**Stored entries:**
• • •
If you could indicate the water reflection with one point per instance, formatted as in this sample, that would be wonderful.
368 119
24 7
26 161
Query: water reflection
• • •
**YOUR TASK:** Reproduce every one of the items above word for word, line by line.

**SOLVED PROBLEM:**
If you could indicate the water reflection with one point per instance, formatted as in this sample, that would be wonderful.
368 119
24 7
26 161
Query: water reflection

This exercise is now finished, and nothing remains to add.